**TASK ITEM A**: Using the account of Meyler's time at Sunderland, decide whether each statement agrees with it: (i) Meyler's first professional appearance for Sunderland came against Blackburn Rovers; (ii) Meyler was sent off in his second appearance for Sunderland; (iii) a scan showed that Meyler had torn his medial ligament. Answer yes or no for each and quote the words of the account that decide it.
**TASK ITEM B**: Pick up the account of Meyler's time at Sunderland after its final sentence and carry it on.

**DOCUMENT SEGMENT**:
=-=-=-=-=

Meyler joined Sunderland on 25 July 2008 for an undisclosed fee believed to be around £250,000 which has risen close to £500,000 after appearances and his first Republic of Ireland senior call-up. He became their third summer signing and followed the footsteps of former Cork City teammate Roy O'Donovan by moving to the Stadium of Light. However, it was not until a year and a half after joining Sunderland that Meyler made his first professional appearance for the club, starting against Blackburn Rovers on 28 December 2009. In his third appearance for Sunderland, at Portsmouth on 9 February 2010, Meyler received a straight red card just minutes after coming on as a second-half substitute. He suffered serious cruciate ligament damage against Manchester United on 2 May 2010, that was feared would leave him sidelined for as long as 12 months.
However, he made a quicker recovery than expected, making his comeback for Sunderland's Reserves against Liverpool Reserves, on 2 November 2010. Manager Steve Bruce insisted Meyler would not be rushed back to first team action. Surprisingly, he returned in an away match at Fulham, featuring for 52 minutes in a 0–0 draw. On 5 January 2011, Meyler pulled up suddenly and was stretchered off in Sunderland's away match at Aston Villa. After the game, Bruce revealed that Meyler suffered cruciate ligament damage to the same knee as before. Later, Sunderland announced that Meyler had a scan on the knee and had torn his medial ligament. This ruled Meyler out for another 10 weeks at least rather than 6 months which was first feared. Meyler returned to the Sunderland bench for their defeat at Birmingham City on 16 April 2011.

=-=-=-=-=

(Natural-language object grounding data)
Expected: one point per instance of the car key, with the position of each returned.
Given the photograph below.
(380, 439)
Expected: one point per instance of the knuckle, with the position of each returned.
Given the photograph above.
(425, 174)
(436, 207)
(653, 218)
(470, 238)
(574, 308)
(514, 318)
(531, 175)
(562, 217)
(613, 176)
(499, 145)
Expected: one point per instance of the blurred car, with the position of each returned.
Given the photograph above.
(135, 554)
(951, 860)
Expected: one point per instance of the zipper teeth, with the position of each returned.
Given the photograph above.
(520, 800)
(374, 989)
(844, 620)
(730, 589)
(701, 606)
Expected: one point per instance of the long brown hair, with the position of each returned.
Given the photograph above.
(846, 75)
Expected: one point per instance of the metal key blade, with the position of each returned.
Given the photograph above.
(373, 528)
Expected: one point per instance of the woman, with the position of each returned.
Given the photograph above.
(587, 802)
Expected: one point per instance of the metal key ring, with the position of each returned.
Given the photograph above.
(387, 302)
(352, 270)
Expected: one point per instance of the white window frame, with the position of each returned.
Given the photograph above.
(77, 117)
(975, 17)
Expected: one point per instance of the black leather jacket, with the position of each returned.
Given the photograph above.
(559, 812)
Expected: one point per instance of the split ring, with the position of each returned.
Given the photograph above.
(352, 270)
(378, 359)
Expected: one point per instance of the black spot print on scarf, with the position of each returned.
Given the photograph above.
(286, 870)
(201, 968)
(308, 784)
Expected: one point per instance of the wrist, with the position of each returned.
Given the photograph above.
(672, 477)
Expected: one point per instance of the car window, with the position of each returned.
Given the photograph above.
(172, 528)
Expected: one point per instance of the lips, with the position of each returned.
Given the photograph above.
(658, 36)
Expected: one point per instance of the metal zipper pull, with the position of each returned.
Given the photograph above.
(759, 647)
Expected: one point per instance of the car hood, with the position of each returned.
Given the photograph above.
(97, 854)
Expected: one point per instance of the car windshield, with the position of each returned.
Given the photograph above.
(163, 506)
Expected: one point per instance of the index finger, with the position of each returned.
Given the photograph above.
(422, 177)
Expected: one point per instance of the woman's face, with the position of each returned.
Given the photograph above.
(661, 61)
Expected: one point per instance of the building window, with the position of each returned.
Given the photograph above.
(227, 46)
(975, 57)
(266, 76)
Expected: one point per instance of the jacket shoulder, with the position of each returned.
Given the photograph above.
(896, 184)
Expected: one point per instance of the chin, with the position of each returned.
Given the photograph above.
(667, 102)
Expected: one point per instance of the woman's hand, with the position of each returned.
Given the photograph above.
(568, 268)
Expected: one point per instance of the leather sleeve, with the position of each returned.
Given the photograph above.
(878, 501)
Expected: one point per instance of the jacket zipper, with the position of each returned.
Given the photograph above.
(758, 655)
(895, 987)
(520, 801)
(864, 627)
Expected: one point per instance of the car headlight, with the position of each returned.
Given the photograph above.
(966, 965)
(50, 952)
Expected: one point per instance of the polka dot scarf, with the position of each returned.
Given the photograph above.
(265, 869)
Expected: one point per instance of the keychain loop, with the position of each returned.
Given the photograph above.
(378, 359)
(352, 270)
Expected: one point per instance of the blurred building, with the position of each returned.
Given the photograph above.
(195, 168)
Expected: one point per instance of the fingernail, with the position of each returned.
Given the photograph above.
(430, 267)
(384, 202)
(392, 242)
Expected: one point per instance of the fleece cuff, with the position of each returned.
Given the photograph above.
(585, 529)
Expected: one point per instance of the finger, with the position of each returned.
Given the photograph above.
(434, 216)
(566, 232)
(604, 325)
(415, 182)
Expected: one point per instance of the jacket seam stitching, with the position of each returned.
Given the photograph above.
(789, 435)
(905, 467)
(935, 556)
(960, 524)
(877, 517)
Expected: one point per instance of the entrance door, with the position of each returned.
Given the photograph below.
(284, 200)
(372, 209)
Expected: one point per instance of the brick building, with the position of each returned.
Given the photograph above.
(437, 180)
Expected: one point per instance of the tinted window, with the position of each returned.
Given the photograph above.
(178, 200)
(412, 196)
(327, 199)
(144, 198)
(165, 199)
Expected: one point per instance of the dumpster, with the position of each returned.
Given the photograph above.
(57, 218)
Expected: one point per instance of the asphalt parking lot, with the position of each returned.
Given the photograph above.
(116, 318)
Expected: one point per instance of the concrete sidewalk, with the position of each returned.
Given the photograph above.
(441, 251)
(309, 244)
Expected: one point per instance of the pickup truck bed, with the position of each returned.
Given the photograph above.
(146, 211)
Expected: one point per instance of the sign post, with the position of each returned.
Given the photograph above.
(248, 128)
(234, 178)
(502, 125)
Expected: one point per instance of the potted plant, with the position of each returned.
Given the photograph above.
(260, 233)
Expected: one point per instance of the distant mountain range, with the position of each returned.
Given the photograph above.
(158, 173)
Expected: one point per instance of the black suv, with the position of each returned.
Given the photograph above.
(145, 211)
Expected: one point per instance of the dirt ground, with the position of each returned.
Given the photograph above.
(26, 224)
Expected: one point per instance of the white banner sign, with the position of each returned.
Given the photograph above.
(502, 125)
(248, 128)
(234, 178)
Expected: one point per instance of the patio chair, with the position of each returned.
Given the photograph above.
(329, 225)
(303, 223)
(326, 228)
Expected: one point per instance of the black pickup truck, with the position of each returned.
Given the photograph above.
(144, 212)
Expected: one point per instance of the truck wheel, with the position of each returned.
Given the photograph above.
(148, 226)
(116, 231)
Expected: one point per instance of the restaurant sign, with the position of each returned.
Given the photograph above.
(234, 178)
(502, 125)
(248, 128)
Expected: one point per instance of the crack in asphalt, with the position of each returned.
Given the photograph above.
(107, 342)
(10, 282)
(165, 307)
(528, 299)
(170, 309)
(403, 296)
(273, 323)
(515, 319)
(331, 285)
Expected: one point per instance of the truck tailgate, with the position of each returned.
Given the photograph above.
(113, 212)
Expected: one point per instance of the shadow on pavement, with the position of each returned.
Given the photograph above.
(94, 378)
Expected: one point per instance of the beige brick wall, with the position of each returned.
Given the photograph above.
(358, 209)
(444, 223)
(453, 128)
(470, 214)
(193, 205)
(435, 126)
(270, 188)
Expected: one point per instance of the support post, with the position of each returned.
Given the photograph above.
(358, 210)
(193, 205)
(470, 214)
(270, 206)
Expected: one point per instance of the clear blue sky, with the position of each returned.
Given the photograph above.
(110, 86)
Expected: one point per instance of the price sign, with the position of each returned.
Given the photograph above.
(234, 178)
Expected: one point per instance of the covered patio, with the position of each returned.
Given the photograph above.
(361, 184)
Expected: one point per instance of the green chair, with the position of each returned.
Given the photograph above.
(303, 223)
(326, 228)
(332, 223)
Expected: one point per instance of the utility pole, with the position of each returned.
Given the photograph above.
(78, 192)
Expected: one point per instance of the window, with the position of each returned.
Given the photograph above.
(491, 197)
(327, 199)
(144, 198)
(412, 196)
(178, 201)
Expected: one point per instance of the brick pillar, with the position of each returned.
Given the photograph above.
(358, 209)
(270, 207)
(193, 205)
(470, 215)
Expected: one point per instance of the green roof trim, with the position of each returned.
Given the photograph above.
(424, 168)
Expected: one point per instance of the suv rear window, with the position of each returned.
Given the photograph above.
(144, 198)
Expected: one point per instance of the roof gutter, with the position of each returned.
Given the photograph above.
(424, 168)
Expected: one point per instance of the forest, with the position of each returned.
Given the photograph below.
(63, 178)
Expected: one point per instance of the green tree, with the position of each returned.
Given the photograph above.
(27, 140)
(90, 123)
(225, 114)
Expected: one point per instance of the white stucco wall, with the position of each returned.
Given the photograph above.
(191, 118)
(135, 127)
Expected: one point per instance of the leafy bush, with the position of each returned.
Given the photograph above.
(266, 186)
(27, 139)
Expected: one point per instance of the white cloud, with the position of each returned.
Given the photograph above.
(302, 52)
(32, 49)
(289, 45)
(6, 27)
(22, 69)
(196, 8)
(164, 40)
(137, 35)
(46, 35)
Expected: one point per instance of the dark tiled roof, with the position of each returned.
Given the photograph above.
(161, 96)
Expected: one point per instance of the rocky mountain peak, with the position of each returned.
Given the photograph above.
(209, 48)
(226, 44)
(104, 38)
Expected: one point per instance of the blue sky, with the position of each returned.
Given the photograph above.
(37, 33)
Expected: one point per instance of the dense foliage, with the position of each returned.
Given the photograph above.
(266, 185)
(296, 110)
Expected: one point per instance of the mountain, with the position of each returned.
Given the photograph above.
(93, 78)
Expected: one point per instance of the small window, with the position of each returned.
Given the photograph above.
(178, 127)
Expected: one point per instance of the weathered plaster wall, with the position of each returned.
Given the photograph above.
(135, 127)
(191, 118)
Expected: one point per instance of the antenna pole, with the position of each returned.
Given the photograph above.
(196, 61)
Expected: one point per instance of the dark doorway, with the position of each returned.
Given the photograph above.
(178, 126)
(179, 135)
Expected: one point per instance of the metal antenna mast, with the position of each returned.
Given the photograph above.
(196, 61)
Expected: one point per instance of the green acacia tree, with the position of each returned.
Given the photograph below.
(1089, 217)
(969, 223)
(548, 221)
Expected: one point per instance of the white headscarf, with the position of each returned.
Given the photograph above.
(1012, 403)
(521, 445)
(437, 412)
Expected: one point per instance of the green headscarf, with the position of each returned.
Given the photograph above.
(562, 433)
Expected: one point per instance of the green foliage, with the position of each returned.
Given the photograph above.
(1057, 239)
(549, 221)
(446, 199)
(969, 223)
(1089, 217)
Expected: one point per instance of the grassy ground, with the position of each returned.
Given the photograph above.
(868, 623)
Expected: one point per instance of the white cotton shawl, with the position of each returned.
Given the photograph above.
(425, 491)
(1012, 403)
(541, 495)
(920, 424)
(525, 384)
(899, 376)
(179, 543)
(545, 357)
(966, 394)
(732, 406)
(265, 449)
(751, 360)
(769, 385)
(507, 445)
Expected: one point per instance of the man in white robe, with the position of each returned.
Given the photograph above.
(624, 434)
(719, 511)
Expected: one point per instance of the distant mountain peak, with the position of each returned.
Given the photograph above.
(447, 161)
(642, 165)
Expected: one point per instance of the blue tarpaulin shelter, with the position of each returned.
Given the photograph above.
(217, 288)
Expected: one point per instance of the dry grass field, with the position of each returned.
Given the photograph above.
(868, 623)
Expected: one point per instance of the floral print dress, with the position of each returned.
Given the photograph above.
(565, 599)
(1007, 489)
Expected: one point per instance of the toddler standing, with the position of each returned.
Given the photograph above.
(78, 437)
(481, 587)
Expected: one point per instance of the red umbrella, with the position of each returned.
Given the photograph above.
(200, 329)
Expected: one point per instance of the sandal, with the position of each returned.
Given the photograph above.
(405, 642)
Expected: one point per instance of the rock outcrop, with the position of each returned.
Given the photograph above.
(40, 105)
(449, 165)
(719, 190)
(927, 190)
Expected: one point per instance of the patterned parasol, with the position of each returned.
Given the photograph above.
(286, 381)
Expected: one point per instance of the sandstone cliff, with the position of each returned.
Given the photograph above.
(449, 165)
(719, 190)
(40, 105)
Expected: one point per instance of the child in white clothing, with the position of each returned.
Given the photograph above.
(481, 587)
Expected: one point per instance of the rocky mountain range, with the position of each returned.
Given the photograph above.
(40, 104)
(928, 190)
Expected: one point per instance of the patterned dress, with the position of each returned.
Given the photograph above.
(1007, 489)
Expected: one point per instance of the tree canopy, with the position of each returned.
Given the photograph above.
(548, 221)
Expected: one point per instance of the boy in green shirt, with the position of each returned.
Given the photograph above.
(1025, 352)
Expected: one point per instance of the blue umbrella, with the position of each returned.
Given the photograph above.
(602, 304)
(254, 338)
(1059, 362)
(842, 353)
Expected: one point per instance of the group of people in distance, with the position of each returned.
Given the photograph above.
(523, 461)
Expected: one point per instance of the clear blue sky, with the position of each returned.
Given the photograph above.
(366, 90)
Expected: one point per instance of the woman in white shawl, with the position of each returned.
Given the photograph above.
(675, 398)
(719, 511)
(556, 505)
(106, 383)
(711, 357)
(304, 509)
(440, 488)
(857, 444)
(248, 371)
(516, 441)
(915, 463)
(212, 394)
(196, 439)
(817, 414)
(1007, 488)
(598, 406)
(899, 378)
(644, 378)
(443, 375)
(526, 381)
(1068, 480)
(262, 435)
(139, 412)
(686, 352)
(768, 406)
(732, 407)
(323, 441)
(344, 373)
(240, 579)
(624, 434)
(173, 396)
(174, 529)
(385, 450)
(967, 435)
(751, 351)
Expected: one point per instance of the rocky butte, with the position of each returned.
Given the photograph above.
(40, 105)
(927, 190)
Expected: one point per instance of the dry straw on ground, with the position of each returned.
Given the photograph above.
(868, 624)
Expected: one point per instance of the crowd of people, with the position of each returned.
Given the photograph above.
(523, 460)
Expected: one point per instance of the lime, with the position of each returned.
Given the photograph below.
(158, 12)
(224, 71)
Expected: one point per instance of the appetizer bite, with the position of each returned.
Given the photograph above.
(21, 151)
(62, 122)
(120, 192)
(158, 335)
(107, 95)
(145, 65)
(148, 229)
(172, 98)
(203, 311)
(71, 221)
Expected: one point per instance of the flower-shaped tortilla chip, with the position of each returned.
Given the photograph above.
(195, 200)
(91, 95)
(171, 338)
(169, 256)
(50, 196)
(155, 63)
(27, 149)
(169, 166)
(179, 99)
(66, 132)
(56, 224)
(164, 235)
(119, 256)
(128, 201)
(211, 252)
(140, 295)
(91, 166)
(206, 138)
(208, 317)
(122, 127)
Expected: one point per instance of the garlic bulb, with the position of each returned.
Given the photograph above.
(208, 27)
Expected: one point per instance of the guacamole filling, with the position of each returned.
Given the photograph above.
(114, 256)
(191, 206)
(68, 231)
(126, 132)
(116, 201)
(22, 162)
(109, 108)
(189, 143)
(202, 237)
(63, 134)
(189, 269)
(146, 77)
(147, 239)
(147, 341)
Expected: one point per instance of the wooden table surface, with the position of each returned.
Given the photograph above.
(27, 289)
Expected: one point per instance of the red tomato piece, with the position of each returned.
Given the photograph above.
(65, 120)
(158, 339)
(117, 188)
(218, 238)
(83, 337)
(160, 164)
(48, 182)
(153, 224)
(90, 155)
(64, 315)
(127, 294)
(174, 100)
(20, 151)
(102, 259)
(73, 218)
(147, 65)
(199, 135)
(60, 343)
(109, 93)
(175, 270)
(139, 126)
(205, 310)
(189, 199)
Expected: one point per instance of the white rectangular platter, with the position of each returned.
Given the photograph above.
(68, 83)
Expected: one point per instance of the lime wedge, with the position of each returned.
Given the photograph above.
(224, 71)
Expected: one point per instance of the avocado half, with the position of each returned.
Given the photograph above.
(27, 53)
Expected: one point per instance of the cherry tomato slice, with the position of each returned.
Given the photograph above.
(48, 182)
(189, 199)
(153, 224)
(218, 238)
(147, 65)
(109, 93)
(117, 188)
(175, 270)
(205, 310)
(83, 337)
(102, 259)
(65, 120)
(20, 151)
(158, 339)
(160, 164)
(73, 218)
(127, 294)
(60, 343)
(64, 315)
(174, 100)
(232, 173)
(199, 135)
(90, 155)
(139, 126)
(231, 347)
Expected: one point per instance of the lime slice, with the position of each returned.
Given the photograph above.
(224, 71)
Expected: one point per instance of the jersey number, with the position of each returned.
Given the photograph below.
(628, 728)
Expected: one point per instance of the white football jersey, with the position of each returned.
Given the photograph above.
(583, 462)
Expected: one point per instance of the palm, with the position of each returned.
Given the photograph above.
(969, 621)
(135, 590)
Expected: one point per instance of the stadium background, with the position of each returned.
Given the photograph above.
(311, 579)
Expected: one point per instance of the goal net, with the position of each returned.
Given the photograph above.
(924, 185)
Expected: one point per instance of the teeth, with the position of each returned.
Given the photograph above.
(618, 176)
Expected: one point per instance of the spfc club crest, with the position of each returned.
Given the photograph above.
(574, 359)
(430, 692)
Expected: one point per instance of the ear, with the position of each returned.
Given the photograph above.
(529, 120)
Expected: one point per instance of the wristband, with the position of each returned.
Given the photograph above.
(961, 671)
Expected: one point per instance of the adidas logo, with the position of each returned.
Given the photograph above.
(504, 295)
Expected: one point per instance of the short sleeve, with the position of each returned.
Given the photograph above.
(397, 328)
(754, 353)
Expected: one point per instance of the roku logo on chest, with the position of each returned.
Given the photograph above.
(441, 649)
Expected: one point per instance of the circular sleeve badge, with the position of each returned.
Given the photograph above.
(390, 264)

=-=-=-=-=

**FINAL ANSWER A**:
(i) Yes: "Meyler made his first professional appearance for the club, starting against Blackburn Rovers on 28 December 2009."
(ii) No: "In his third appearance for Sunderland, at Portsmouth on 9 February 2010, Meyler received a straight red card."
(iii) Yes: "Sunderland announced that Meyler had a scan on the knee and had torn his medial ligament."

**FINAL ANSWER B**:
Meyler continued to be eased back to fitness by Sunderland in the 2011–12 season, playing in several reserve fixtures before making a cameo substitute appearance in the 2–2 draw with West Bromwich Albion on 1 October 2011. He also came on as a late substitute against Aston Villa and Manchester United. Meyler's first appearance under Martin O'Neill came as a 63rd-minute substitute in the 4–1 win at Wigan Athletic on 3 January 2012. Meyler made his first start of the season at Stoke City on 4 February, and was involved in controversy when Robert Huth received a straight red card for a challenge on him. Sunderland went on to win 1–0, and Stoke manager Tony Pulis was unhappy with Meyler's reaction: "I think Robert commits himself them pulls out, and I don't think he actually touches Meyler, or whatever his name is, and I'm really disappointed at the player's reaction... I don't think Robert actually touches the lad, and the way he goes down and rolls around, for me he's done it for one reason and that was to get him sent off." Meyler did not start another game for the rest of the season, although he frequently appeared as a substitute.

===Hull City===
On 8 November 2012, Meyler was reunited with former manager Steve Bruce as he went out on loan to Hull City until 1 January 2013.
He made his debut from the bench as a second-half substitute for Jay Simpson in the away match at Cardiff City on 10 November 2012. He scored his first goal for the club on 8 December 2012 when he opened the scoring in the 1–2 win against Watford at Vicarage Road. He scored again in the following game on 15 December, completing a 2–0 win at home to Huddersfield Town. On 8 January 2013, Meyler was signed by Hull permanently on a three-and-a-half-year contract for an undisclosed fee.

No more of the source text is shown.